## Task instructions
Pull every line of text from the items below and reproduce each one unchanged, omitting the pictures.

— START OF Provided records —

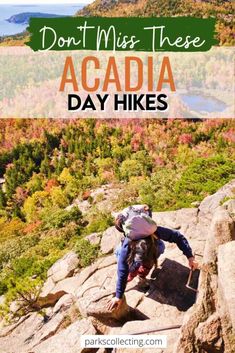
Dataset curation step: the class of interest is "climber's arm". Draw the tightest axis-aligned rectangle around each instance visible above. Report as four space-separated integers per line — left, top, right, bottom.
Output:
156 226 193 259
107 238 129 310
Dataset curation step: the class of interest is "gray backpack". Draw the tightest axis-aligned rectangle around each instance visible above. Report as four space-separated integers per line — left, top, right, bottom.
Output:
117 205 157 240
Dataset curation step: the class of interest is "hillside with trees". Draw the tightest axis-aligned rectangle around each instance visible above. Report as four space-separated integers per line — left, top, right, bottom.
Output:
0 119 235 315
77 0 235 45
0 0 235 46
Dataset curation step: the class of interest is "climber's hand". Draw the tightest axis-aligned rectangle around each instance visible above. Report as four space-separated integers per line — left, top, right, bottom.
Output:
188 257 198 271
107 297 122 311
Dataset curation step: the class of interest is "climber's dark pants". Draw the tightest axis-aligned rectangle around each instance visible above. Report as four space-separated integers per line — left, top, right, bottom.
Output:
127 265 152 282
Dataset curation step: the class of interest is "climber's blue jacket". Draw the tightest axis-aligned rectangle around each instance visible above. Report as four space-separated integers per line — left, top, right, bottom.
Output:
116 226 193 298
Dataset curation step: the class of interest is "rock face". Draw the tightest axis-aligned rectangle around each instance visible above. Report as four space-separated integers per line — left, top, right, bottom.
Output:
174 188 235 353
31 319 96 353
0 181 235 353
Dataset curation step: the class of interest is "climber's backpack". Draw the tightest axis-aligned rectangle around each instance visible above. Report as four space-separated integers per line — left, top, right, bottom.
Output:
115 205 157 240
127 236 157 268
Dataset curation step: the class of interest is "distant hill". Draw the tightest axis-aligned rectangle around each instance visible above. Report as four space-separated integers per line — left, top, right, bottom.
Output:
6 12 65 24
76 0 235 45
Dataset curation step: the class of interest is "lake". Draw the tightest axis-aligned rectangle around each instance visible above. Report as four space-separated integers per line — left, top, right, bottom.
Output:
180 93 227 113
0 4 84 36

— END OF Provided records —

## Result of the exercise
Dataset curation step: the class of interest is "climber's arm". Draw the tightest axis-aligned rectangle around each instance visible above. Report as four space-separated integers per line — left, top, right, bottom.
Output:
156 226 193 259
107 238 129 310
Dataset curation step: the class of interest is "gray backpack". Draw the tightest axis-aligned rectangle around each instance visible above. Report as four space-separated integers per line — left, top, right, bottom.
Output:
117 205 157 240
Dataset curation step: the class of interest is "hillside with trees". Draw the tightest axis-aligned rectangle around each instance visible above. Report as four space-separated integers per line — left, top, right, bottom.
Output:
0 119 235 315
77 0 235 45
0 0 235 46
Dataset curation step: the class of interest is "climber's hand". Draw the tightest axis-aligned rectangle around each instance visible above. Report as four space-separated integers per line — left, top, right, bottom.
Output:
188 257 198 271
107 297 122 311
Dataset curation step: the class of interest is "climber's dark pants". Draw the tightest axis-aligned rectangle around each instance visible above. Report as four space-separated integers per line — left, top, right, bottom.
Output:
127 265 152 282
Dataset curation step: the class of interest is "climber's blue jacket". Draw the tightest axis-aligned rectangle around each instance visible above. Report as four space-separated integers per line — left, top, right, bottom.
Output:
116 226 193 298
Dataset curation step: the class of interest is "rock face". Draw the tightest axis-aligned rectangle around each instance visible above. Report as four space-separated integers per line — left, top, right, bottom.
Output:
174 188 235 353
31 319 96 353
0 181 235 353
Dataset curation step: the class of interest is "climber's backpack". Draw the tightest axis-aligned rectangle around each instance visible above. Report as four space-separated integers per line — left, top, right, bottom.
Output:
115 205 157 240
127 236 157 268
Dataset curation step: the class of interest is "distant hill". Draw the tightest axis-aligned rectangle around each instance visible above. Report as four space-separated integers per line — left, top, right, bottom.
Output:
6 12 65 24
76 0 235 45
Dataset curation step: the class of interest is "lake". Draw the tightest axis-aligned rectangle around each instance visible above. Report as four space-separated integers per line — left, top, right, bottom.
Output:
180 93 227 113
0 4 84 36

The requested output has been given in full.